WORK INSTRUCTIONS:
Take the records below and copy them exactly.

Natural-language object grounding data

####################

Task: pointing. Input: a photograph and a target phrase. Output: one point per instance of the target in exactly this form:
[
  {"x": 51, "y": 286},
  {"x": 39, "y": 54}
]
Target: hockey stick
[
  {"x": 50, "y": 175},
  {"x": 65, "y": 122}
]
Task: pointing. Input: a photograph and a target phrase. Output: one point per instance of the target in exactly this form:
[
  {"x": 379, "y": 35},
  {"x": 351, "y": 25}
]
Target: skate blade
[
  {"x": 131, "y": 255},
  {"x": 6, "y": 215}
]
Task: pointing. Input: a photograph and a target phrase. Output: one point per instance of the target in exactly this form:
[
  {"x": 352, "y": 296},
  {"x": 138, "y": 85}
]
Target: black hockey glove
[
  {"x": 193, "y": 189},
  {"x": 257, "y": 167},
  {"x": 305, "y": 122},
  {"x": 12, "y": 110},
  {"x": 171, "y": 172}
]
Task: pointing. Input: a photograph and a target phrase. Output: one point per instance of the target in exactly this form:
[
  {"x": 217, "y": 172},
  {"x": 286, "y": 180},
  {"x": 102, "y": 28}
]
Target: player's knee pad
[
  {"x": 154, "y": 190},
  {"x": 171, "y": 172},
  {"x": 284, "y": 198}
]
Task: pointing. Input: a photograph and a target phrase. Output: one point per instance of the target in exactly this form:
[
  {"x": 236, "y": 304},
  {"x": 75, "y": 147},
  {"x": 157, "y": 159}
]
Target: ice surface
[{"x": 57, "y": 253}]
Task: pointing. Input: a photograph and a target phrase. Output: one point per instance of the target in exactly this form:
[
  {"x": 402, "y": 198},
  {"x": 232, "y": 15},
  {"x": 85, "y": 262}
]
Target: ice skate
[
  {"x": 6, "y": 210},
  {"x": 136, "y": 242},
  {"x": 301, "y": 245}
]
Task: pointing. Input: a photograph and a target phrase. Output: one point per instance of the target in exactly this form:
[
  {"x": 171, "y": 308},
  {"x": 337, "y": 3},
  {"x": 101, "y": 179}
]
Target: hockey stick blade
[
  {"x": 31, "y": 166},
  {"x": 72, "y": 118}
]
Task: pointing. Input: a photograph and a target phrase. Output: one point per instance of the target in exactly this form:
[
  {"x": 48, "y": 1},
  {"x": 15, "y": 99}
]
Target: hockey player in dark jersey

####################

WRITTEN ANSWER:
Task: pointing. Input: a photograph and a target phrase. Output: one point per instance of the target in exactly this form:
[
  {"x": 51, "y": 286},
  {"x": 39, "y": 54}
]
Target: hockey stick
[
  {"x": 50, "y": 175},
  {"x": 65, "y": 122}
]
Task: pointing. Input: a photograph and a target phrase. Output: one point per instance of the target in exactly this form:
[
  {"x": 379, "y": 35},
  {"x": 351, "y": 25}
]
Target: skate blade
[
  {"x": 131, "y": 255},
  {"x": 6, "y": 215}
]
Task: pointing. Input: a photograph and a target phrase. Output: one point per instance of the target in exactly this form:
[
  {"x": 352, "y": 296},
  {"x": 138, "y": 85}
]
Target: black hockey glove
[
  {"x": 193, "y": 189},
  {"x": 257, "y": 167},
  {"x": 305, "y": 122},
  {"x": 12, "y": 110},
  {"x": 171, "y": 172}
]
Task: pointing. Input: a photograph and a target phrase. Output: one point per instance of the target in exactly this form:
[
  {"x": 217, "y": 172},
  {"x": 286, "y": 180},
  {"x": 102, "y": 28}
]
Target: player's knee pad
[
  {"x": 154, "y": 190},
  {"x": 171, "y": 172},
  {"x": 284, "y": 198}
]
Task: pointing. Input: a photograph and a target phrase. Output: one point per instance of the target in exactly this form:
[
  {"x": 236, "y": 304},
  {"x": 75, "y": 147},
  {"x": 157, "y": 159}
]
Target: ice surface
[{"x": 57, "y": 253}]
Task: pointing. Input: a photograph and a target phrase. Output: one point per instance of the target in exactly this form:
[
  {"x": 402, "y": 198},
  {"x": 232, "y": 15},
  {"x": 85, "y": 262}
]
Target: ice skate
[
  {"x": 6, "y": 210},
  {"x": 136, "y": 242},
  {"x": 301, "y": 245}
]
Task: pointing. Input: a photograph and a target phrase. Output: one point per instance of the target in exactly this form:
[
  {"x": 171, "y": 308},
  {"x": 337, "y": 3},
  {"x": 101, "y": 179}
]
Target: hockey stick blade
[
  {"x": 31, "y": 166},
  {"x": 72, "y": 118}
]
Task: pointing. Input: a photograph and a target phrase. Output: one point per instance of the target in exactly this form:
[
  {"x": 48, "y": 1},
  {"x": 15, "y": 99}
]
Target: hockey player in dark jersey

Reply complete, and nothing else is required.